'''
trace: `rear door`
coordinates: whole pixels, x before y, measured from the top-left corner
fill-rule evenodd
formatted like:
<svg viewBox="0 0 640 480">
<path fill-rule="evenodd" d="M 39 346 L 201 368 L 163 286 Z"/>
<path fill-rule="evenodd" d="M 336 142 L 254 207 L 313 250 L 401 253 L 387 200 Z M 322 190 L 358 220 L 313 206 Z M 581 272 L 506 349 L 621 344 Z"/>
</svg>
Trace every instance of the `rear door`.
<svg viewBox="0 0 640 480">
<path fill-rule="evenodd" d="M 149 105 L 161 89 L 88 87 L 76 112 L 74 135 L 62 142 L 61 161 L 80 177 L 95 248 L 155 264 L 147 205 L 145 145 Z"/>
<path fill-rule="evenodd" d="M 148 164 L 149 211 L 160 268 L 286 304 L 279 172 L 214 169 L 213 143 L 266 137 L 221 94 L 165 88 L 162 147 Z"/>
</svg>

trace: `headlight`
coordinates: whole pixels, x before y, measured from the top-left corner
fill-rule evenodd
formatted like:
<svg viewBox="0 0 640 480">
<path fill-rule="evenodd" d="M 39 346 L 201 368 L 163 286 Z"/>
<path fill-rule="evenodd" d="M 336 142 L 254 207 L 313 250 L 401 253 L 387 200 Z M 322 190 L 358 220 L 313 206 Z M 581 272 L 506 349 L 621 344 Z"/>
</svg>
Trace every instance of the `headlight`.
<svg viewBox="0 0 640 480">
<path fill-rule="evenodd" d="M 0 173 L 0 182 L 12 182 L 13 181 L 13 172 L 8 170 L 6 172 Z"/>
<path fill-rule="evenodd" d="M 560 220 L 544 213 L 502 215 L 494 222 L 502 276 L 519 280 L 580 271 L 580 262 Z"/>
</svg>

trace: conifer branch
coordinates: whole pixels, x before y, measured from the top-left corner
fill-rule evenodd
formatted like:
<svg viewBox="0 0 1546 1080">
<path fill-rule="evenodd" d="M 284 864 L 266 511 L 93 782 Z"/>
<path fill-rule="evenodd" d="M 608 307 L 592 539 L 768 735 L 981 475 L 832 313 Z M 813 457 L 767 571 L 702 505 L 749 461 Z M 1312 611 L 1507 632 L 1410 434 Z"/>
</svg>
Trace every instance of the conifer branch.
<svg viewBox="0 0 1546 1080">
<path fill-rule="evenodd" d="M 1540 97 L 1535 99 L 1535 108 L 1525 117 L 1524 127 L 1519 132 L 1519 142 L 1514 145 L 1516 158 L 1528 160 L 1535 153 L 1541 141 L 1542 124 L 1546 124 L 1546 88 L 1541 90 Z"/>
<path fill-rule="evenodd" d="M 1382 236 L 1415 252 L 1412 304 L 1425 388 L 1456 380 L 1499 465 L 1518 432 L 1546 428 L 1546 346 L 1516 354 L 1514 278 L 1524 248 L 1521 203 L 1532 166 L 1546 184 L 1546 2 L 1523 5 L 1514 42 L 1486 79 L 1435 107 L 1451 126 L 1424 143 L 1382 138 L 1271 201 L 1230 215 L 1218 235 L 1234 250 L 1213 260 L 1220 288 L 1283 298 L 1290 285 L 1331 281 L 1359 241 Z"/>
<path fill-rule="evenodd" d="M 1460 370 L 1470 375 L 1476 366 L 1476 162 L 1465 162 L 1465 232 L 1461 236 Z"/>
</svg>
'''
* _Work task_
Retype every line of the data above exactly.

* _Solution to the exercise_
trace: `rear door`
coordinates: whole pixels, x before y, measured from the top-left corner
fill-rule evenodd
formatted like:
<svg viewBox="0 0 640 480">
<path fill-rule="evenodd" d="M 39 346 L 201 368 L 163 286 Z"/>
<path fill-rule="evenodd" d="M 336 142 L 254 207 L 313 250 L 401 253 L 387 200 Z M 322 190 L 358 220 L 313 206 Z M 581 272 L 506 349 L 621 344 Z"/>
</svg>
Trace every instance of the `rear door`.
<svg viewBox="0 0 640 480">
<path fill-rule="evenodd" d="M 149 105 L 161 89 L 88 87 L 76 112 L 74 135 L 62 142 L 61 161 L 80 177 L 95 248 L 155 264 L 147 205 L 145 145 Z"/>
<path fill-rule="evenodd" d="M 148 164 L 149 211 L 160 268 L 286 304 L 279 172 L 214 169 L 213 143 L 266 137 L 221 94 L 165 88 L 162 147 Z"/>
</svg>

trace: `headlight`
coordinates: whole pixels, x before y, measured from the top-left corner
fill-rule evenodd
formatted like:
<svg viewBox="0 0 640 480">
<path fill-rule="evenodd" d="M 39 346 L 201 368 L 163 286 Z"/>
<path fill-rule="evenodd" d="M 336 142 L 254 207 L 313 250 L 401 253 L 387 200 Z M 322 190 L 358 220 L 313 206 Z M 581 272 L 506 349 L 621 344 Z"/>
</svg>
Trace every instance of the `headlight`.
<svg viewBox="0 0 640 480">
<path fill-rule="evenodd" d="M 0 173 L 0 182 L 12 182 L 13 181 L 13 172 L 8 170 L 6 172 Z"/>
<path fill-rule="evenodd" d="M 560 220 L 544 213 L 502 215 L 494 222 L 502 276 L 519 280 L 580 271 L 580 262 Z"/>
</svg>

trace: conifer branch
coordinates: whole pixels, x before y, measured from the top-left corner
fill-rule evenodd
formatted like:
<svg viewBox="0 0 1546 1080">
<path fill-rule="evenodd" d="M 284 864 L 266 511 L 93 782 Z"/>
<path fill-rule="evenodd" d="M 608 307 L 592 539 L 768 735 L 981 475 L 832 313 Z M 813 457 L 767 571 L 702 505 L 749 461 Z M 1312 611 L 1507 632 L 1410 434 Z"/>
</svg>
Trace every instance of the conifer branch.
<svg viewBox="0 0 1546 1080">
<path fill-rule="evenodd" d="M 1540 97 L 1535 99 L 1535 108 L 1525 117 L 1524 127 L 1519 132 L 1519 142 L 1514 145 L 1516 158 L 1528 160 L 1535 153 L 1541 141 L 1542 124 L 1546 124 L 1546 88 L 1541 90 Z"/>
<path fill-rule="evenodd" d="M 1382 236 L 1415 252 L 1412 304 L 1425 388 L 1456 380 L 1499 465 L 1518 432 L 1546 428 L 1546 346 L 1516 354 L 1514 278 L 1524 248 L 1521 203 L 1532 166 L 1546 184 L 1546 2 L 1523 5 L 1514 42 L 1486 79 L 1435 107 L 1451 126 L 1424 143 L 1382 138 L 1271 201 L 1230 215 L 1218 235 L 1234 250 L 1213 260 L 1220 288 L 1283 298 L 1290 285 L 1331 281 L 1359 241 Z"/>
<path fill-rule="evenodd" d="M 1460 370 L 1470 375 L 1476 366 L 1476 162 L 1465 162 L 1465 232 L 1461 236 Z"/>
</svg>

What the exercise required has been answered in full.